Monday, November 30, 2009

Revital Falke

Meet Revital Falke, a 3D artist in Israel working mainly in plasticine and modeling clay. She is famous for sculpting the cast of the TV drama Lost and taking them to the beach to photograph them in Tel Aviv with two friends. Read the full story here.

How did you start working dimensionally?
I was actually always into modeling clay. When I studied at the best known art & design academy in Israel, Bezalel, the illustration teacher told me to forget about plasticine (modeling clay) - he said it's childish, cheap material, "not serious" - so I left it till I finished studying, when I could finally do whatever I want - and it was great! I enjoyed the freedom to work with it, and started sculpturing everything I saw..

I started creating modeling clay figurines of friends, and everyone was curious to see what would their "modeling clay version" look like.. so I started working with icons, characters that are all known, celebs - Madonna, Michael Jackson, Tarantino, and the best know project - the Lost TV show cast.. people were thrilled to see the known figures as modeling clay figurines, so I thought it can be a great weekly section in a magazine - the celebrity of the week - the modeling clay version..

Please describe your working process.
It starts with an idea and a sketch, and then I begin sculpting; a metal wire for the inner structure, then foil for the volume, and then the modeling clay I've mixed to the exact color I want. Then, the fun part begins and I start playing with positioning, backgrounds and angle to get one good shot that can be used as a illustration.

What do you enjoy the most / least about working dimensionally?
I think the options are endless, and mostly enjoy the playful aspect of my work - I can create some figurines and objects, take photos of them in so many ways, so many locations and even lightening style, and then exhibit them as sculpture art. The LOST project was first photographed on the beach, like the original location of the show, but later was presented in a wheelbarrow... and I can keep playing! nothing is taboo, and the photo has already been taken :)
See the full set of the Lost project photos here and also here!

Revital Falke
phone: 972-54-750-0432
images and content © Revital Falke

Friday, November 27, 2009

Laura Meredith (aka Toasty Illustration)

Meet Laura Meredith of Toasty Illustration. She's a 3D illustrator based in the UK and she told me... 
"school and college art courses left me quite disillusioned with the concept of an art career so i had a break from doing any artwork for 4 years before enrolling on an art foundation diploma course on impulse when accompanying my friend to an open day in 2003. I intended to train as a tattooist and only applied to university as a back up idea. I accepted a place on the Illustration BA course at the university of Portsmouth where we were encouraged to find a way of working away from the traditional mediums of drawing and painting. I didn't branch out to 3d illustration until the middle of my second year and from then on i didn't look back. I graduated in 2008 and since then i have been published in several books and magazines and have participated in several group exhibitions in london, cardiff, winchester and portsmouth."

How did you start working dimensionally?
I think that i had always subconsciously yearned to create something sculptural and tactile, however i thought my career would be in drawing or painting until i discovered the potential of 3d illustration.

▶ _Work instruction A_:
In the 3D artist interviews, list every city where Laura Meredith says she has taken part in group exhibitions.
▶ _Work instruction B_:
Carry on the 3D artist interviews from the point where they stop.

▶ _Given records_:

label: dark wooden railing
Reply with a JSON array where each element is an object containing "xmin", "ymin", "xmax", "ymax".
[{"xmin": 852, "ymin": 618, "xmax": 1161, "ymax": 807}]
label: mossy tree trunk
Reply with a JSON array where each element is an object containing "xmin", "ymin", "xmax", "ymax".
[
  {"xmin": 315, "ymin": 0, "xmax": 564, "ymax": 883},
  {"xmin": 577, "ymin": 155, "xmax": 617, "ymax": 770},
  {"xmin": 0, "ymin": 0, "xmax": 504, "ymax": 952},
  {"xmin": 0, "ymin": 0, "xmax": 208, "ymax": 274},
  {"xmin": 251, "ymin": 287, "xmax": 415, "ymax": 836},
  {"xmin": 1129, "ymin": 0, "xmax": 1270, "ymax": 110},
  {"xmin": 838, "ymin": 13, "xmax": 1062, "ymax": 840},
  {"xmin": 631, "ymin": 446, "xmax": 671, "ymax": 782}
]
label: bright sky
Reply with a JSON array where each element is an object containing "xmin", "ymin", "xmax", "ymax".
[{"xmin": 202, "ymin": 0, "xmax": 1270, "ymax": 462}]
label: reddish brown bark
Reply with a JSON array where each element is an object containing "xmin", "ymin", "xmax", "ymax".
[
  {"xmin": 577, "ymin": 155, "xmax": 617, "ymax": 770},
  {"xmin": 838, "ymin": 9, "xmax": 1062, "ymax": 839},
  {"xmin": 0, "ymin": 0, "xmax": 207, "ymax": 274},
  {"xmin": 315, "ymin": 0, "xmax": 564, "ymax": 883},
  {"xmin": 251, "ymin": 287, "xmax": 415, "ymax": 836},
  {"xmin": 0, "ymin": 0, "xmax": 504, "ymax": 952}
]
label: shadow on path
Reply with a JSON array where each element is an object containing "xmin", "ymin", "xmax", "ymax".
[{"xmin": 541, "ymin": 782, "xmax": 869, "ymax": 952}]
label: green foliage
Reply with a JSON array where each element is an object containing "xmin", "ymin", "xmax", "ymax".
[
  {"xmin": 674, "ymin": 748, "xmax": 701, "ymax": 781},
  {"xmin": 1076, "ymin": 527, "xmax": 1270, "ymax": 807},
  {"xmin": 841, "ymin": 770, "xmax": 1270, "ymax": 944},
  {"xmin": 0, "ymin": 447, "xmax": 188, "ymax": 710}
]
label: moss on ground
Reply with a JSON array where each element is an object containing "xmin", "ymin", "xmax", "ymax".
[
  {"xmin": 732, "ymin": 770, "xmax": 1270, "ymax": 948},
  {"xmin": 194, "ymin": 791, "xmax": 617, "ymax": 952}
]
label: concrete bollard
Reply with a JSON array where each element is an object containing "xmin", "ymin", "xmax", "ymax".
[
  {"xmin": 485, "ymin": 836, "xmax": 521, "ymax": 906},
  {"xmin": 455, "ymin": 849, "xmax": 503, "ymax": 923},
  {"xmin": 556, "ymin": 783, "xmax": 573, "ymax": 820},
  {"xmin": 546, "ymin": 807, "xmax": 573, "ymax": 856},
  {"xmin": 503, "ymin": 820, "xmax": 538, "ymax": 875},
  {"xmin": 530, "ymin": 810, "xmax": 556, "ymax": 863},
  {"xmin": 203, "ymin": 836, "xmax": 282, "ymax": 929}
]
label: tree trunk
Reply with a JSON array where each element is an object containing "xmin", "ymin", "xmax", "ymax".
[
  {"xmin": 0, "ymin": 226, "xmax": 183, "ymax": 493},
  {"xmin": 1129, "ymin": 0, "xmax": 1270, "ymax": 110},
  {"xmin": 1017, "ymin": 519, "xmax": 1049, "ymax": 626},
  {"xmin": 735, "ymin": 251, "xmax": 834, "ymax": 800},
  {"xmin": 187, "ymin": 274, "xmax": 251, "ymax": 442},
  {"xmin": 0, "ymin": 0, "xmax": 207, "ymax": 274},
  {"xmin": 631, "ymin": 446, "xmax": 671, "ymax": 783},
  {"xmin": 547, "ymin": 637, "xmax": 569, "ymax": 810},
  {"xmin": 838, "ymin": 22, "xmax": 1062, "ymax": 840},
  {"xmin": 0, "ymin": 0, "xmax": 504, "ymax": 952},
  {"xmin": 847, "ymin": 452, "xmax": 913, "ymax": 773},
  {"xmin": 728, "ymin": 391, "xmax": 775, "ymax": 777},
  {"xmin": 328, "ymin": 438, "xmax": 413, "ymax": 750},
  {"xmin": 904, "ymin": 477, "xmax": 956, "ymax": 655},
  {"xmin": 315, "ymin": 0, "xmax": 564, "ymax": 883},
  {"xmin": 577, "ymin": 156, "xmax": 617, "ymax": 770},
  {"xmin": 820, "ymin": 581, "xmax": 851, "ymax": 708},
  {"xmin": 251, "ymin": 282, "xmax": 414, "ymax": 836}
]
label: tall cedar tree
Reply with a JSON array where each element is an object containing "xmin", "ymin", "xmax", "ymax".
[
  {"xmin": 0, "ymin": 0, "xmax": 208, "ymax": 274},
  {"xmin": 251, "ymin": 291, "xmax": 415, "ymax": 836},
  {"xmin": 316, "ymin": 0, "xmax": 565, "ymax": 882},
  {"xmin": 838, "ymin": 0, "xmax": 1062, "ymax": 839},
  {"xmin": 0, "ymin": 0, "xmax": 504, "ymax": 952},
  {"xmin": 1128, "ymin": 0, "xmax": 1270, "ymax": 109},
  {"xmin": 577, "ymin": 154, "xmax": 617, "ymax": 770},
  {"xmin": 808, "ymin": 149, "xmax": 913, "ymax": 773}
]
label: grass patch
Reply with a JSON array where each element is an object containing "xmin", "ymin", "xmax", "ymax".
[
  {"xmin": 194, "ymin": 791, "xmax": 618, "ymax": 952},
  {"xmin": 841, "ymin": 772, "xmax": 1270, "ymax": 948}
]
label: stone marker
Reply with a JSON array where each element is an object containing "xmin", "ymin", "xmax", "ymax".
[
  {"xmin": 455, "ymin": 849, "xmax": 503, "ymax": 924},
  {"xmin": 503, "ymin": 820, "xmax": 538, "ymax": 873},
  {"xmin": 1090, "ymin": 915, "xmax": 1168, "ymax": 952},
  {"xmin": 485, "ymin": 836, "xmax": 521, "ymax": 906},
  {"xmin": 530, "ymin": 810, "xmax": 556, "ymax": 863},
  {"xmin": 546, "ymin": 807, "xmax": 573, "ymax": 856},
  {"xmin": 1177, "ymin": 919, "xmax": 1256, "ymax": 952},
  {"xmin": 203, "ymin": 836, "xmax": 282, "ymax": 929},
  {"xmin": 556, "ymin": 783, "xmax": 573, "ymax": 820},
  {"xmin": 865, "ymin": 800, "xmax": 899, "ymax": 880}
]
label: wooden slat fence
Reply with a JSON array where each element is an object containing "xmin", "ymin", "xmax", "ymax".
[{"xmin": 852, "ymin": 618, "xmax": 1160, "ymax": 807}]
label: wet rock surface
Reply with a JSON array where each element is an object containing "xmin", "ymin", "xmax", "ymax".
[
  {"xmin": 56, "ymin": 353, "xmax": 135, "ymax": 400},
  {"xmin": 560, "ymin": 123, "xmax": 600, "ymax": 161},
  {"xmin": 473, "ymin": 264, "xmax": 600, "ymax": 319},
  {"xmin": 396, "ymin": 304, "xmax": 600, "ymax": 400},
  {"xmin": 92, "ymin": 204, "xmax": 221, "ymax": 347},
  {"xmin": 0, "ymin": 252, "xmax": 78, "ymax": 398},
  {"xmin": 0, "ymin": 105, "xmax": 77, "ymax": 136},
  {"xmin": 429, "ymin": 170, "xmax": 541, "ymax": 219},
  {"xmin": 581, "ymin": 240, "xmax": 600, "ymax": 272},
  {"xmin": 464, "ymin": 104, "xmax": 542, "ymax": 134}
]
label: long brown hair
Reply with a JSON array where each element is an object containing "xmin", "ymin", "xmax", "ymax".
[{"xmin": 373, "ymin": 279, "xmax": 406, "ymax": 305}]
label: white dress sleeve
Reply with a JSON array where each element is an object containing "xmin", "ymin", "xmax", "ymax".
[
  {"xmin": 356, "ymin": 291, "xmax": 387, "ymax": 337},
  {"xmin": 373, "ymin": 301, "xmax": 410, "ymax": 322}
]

▶ _Reply A_:
london, cardiff, winchester, portsmouth

▶ _Reply B_:
What or who has influenced the way you work?
when i first started Chris Sickles was definately a huge influence. since i started to research the medium my tastes have branched out to include sculptors and animators such as Ron Mueck, Suzie Templeton, Paul Berry, The Brothers Quay and Tim Burton. Individual pieces are mainly influenced by found materials or objects which can kickstart the direction of an illustration.

Please describe your working process.
I use super sculpey, wire, fabric, acrylic paints, glue and acrylic doll hair. I have recently experimented with enclosing my work in resin or jars and i love the idea of my models becoming jarred specimens.

What do you enjoy the most about working dimensionally?
I'm very impatient clumsy, and i have been known to ruin a piece in my eagerness to make the finishing touches! I also find that i have to use so many different tools and materials that anywhere i'm working immediately turns into a building site so i'm contantly having to tidy up after myself to avoid stepping in/on paint, needles or wire. What i enjoy most is the sense of accomplishment in creating miniature sets and characters, and the satisfaction when you can finally sit back and see that its coming together and that its the best thing you've made so far- Its great to know that there is always room to improve.

Laura Meredith (aka Toasty Illustration)
images and content © Laura Meredith (aka Toasty Illustration)

Wednesday, November 25, 2009

Richard Borge

Check out Richard Borge, who combines his sculptures with digital photography and found objects. He works on primarily editorial, corporate/advertising illustration and music packaging (imaging and design). More recently he's been working on animation and motion graphics. Last but not least come his personal projects, which usually work their way into his commercial projects.

After graduating from Concordia College in Moorhead, MN, Borge went on to receive an M.F.A. from the University of Arizona in Tucson. He then took a full time position teaching illustration and design at Western Carolina University in NC. He moved to NYC in December 1994. He has taught part time at Rhode Island School of Design in Providence, RI and at The School of Visual Arts, NYC. Early in 2003 Borge taught two illustration workshops in Paris at Intuit Lab and Strate College Designers.

How did you start working dimensionally?
For a while, I was always trying to make things look dimension but was working flat. At some point I just started making things 3D and photographing them like that. I do like working with my hands and making objects/sculptures.

What or who has influenced the way you work?
I am influenced by things that are experimental, whether that be music or visual art.

Please describe your working process.
always start with pencil in a sketchbook. A big part of what I do as an illustrator is come up with conceptual solutions. For me this is more important than whatever technique I end up using. That said, I use a combination of sculpted objects, found objects and textures, and heavy photoshop. I often times am buying more of my art supplies at the hardware store rather than the art store, and am always looking for interesting things that people discard.

What do you enjoy the most about working dimensionally?
I like working with my hands and making objects/sculptures. I also like to combine this with drawing and photoshop. I think a big part of it is just the tactile quality to working with 3D objects. I don't always like the room that all this stuff takes up when finished with the project.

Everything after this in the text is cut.